Data supplied:
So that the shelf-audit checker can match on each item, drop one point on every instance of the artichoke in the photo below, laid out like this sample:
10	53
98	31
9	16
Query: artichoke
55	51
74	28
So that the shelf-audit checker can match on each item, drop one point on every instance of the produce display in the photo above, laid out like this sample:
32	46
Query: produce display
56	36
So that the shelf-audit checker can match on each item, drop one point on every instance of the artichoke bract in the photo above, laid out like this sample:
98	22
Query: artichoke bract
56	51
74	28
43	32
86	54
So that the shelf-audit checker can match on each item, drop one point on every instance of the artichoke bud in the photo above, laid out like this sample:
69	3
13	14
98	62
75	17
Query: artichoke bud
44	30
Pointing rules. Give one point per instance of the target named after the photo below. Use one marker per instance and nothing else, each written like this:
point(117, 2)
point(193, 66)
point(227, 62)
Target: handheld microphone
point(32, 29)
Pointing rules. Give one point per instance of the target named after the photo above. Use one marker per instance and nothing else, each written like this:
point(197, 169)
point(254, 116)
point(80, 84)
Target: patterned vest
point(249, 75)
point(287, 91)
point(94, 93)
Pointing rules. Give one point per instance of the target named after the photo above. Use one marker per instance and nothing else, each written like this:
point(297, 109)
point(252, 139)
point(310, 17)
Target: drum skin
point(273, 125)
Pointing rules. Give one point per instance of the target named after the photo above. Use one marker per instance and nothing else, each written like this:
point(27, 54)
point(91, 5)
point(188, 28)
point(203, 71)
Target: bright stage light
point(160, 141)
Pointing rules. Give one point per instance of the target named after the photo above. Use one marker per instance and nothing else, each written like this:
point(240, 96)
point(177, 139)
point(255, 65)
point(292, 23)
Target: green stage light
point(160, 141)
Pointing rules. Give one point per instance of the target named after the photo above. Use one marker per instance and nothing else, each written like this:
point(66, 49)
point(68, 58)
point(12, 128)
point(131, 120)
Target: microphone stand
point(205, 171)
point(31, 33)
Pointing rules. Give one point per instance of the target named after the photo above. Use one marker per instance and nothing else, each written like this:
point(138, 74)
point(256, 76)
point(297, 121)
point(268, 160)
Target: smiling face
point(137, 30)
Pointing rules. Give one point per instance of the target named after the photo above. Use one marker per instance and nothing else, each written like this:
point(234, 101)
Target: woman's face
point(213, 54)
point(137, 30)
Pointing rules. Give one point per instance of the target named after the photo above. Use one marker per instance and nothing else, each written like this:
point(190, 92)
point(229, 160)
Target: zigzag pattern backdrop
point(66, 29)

---

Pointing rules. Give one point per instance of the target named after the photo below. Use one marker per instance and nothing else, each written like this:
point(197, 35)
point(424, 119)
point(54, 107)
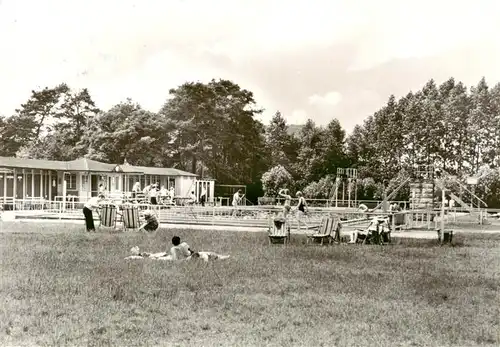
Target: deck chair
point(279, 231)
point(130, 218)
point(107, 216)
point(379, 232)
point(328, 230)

Written task: Substitute "Marking rules" for "Pointing rules" in the records starting at the line containing "the artichoke bud" and ending at the line containing "point(31, 33)". Give only those lines and change nothing else.

Exercise answer:
So that the shelf-audit checker can match on each item, drop one point on every instance of the artichoke bud in the photo above, laid out like this sample:
69	3
13	14
98	62
75	17
Query: artichoke bud
44	30
Marking rules. Give one point per instance of the target named after the photo below. Use one marker per instance and nothing else, each written like this:
point(117, 2)
point(193, 66)
point(227, 62)
Target: handheld microphone
point(32, 29)
Marking rules. Give one point per instance of the target named after the photo above. Use one marker per instance and nothing else, each written like this:
point(197, 169)
point(254, 116)
point(80, 84)
Target: patterned vest
point(249, 75)
point(287, 91)
point(94, 93)
Marking rules. Give one point per instance of the target named after the photo above. Use one marker per instance and nothing else, each written like this:
point(297, 109)
point(252, 139)
point(310, 17)
Target: drum skin
point(273, 125)
Marking rules. Give one point per instance of the target named after the photo above. Use one marker per instance and nothing else, each written like this:
point(27, 54)
point(91, 5)
point(188, 28)
point(203, 71)
Target: bright stage light
point(160, 141)
Marking rules. Give one point per instance of the target named after the photo above. Use one marker per instance and nothing else, each written like this:
point(240, 96)
point(177, 139)
point(255, 65)
point(292, 23)
Target: green stage light
point(160, 141)
Marking rules. Give one point per instance of the target named after the photo above. Use one marker per instance and nothing else, each written like this:
point(66, 49)
point(68, 58)
point(12, 128)
point(131, 120)
Target: microphone stand
point(205, 171)
point(31, 33)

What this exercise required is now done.